* **Instructions**:
(1) Return the passage of the Carl Craig article below from "But it’s a crucial" up to and including "Amsterdam and Belgium.", copied verbatim.
(2) Translate into French this sentence from the Carl Craig article below: "Scientists switched on a computer network called ARPANET, laying the groundwork for the internet."
(3) According to the Carl Craig article below, which label did the 69 project inaugurate?

* **Document section**:
________________________
Sign up to the newsletter
Buy tickets now
Carl Craig: the spirit of 69, by Philip Sherburne

Carl Craig: the spirit of 69, by Philip Sherburne

One of the legendary Detroit producer’s most important projects, Carl Craig will be bringing 69 to the live stage exclusively at Field Day 2011. Philip Sherburne charts his alter-ego’s history and reveals a sneak peek at what’s in store…

Nineteen sixty-nine was a crazy year. Astronauts landed on the moon, and Ohio’s Cuyahoga River caught fire. The war in Vietnam was spinning out of control, and so was the anti-war movement in the United States. In Greenwich Village, New York, the Stonewall riots marked a turning point in the gay rights movement; across the country, the decade’s utopian dreams collapsed into violence at Altamont. Scientists switched on a computer network called ARPANET, laying the groundwork for the internet. And on May 22, in Detroit, a boy named Carl Craig was born under the sign of Gemini—a detail that, as an adult, he would jokingly link to his fondness for aliases and pseudonyms. All of which brings us full circle back to 69, one of Craig’s most important projects.

69 isn’t the Detroit musician’s best known pseudonym; until 2009′s five-disc reissue, The Legendary Adventures of a Filter King, even some of Craig’s most passionate fans were unaware of the dozen or so tracks that he released as 69 between 1991 and 1994. After that, he concentrated his energies on projects like Paperclip People and Innerzone Orchestra, while his albums Landcruising and More Songs About Food and Revolutionary Art, as well as his growing catalog of remixes for other artists, quickly cemented Craig’s fame under his own name. By 2004, when Craig snuck out an unofficial 12″ of 69′s ‘Puntang’ (officially released on Planet E two years later, along with ‘Desire’ and an unreleased mix of ‘Sub Seducer’), the double-digit alias had become a footnote in his catalog.

But it’s a crucial one: it was 69, in fact, that inaugurated Planet E, which celebrates its 20th anniversary this year. Appropriately, Craig has taken up the mantle of 69 once again—this time, in a live incarnation. After a debut at Detroit’s Movement festival, 69 comes to Field Day on August 6 before late-summer and autumn dates in Frankfurt, Paris, Amsterdam and Belgium.
________________________
* **Data section**:
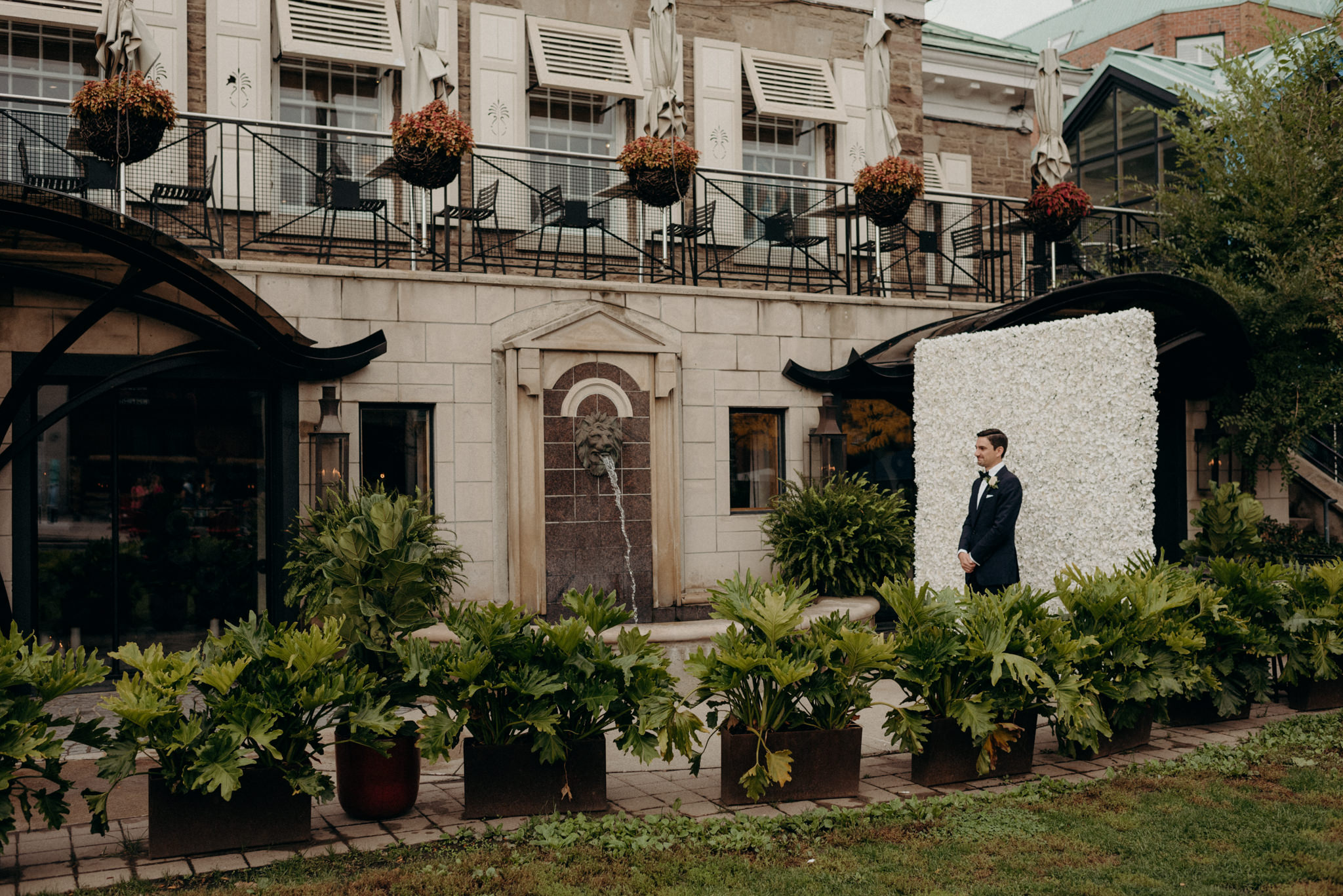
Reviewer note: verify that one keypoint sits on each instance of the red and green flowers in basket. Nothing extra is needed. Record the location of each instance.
(435, 128)
(1054, 211)
(657, 152)
(891, 175)
(128, 94)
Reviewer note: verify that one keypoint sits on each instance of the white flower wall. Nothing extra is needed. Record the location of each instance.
(1077, 402)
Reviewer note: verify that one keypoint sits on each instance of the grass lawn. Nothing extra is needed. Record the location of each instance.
(1264, 816)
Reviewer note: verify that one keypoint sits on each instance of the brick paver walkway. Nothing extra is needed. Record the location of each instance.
(61, 860)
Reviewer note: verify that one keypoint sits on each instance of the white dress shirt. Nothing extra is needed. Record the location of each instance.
(980, 496)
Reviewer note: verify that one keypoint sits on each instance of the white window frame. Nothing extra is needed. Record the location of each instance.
(380, 12)
(551, 74)
(769, 101)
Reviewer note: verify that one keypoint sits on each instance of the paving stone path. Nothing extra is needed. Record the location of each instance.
(62, 860)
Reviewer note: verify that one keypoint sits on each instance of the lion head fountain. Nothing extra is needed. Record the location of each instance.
(598, 435)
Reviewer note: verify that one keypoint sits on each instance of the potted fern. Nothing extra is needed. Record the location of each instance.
(235, 766)
(378, 563)
(845, 536)
(660, 170)
(1134, 649)
(978, 669)
(1053, 212)
(428, 146)
(1312, 667)
(785, 699)
(539, 699)
(123, 119)
(31, 676)
(887, 190)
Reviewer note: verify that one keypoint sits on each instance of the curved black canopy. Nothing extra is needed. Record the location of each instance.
(1201, 345)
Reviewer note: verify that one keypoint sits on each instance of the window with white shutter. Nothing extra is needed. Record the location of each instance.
(353, 31)
(793, 87)
(73, 14)
(575, 56)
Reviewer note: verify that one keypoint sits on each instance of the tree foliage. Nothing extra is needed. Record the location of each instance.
(1254, 210)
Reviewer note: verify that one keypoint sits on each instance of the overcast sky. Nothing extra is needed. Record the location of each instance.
(994, 18)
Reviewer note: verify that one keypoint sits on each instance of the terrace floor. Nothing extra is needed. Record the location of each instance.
(62, 860)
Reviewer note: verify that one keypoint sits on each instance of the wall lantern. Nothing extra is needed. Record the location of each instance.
(829, 444)
(331, 448)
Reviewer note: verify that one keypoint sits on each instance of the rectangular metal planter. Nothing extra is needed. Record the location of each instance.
(513, 781)
(262, 811)
(825, 765)
(1127, 739)
(950, 752)
(1201, 711)
(1315, 695)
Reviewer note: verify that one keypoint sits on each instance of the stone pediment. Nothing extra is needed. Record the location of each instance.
(594, 330)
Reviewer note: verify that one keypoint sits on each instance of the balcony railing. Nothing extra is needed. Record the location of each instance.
(310, 193)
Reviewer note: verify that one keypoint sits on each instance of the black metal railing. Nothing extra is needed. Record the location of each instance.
(306, 193)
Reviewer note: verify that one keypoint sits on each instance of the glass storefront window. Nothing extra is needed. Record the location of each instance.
(755, 467)
(151, 523)
(394, 448)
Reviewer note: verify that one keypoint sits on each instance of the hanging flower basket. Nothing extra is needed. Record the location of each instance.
(1053, 212)
(887, 190)
(658, 170)
(428, 146)
(124, 119)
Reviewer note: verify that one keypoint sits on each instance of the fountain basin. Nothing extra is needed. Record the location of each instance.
(680, 640)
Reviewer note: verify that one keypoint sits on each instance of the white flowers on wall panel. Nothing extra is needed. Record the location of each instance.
(1077, 400)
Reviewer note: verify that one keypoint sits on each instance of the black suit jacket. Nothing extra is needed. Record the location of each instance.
(990, 532)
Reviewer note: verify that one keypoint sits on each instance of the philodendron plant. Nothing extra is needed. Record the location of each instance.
(380, 564)
(268, 693)
(982, 659)
(31, 676)
(767, 673)
(1315, 645)
(1136, 650)
(512, 676)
________________________
* **Results of the exercise**:
(1)
But it’s a crucial one: it was 69, in fact, that inaugurated Planet E, which celebrates its 20th anniversary this year. Appropriately, Craig has taken up the mantle of 69 once again—this time, in a live incarnation. After a debut at Detroit’s Movement festival, 69 comes to Field Day on August 6 before late-summer and autumn dates in Frankfurt, Paris, Amsterdam and Belgium.

(2) Des scientifiques ont mis en service un réseau informatique appelé ARPANET, posant ainsi les bases d'Internet.

(3) Planet E.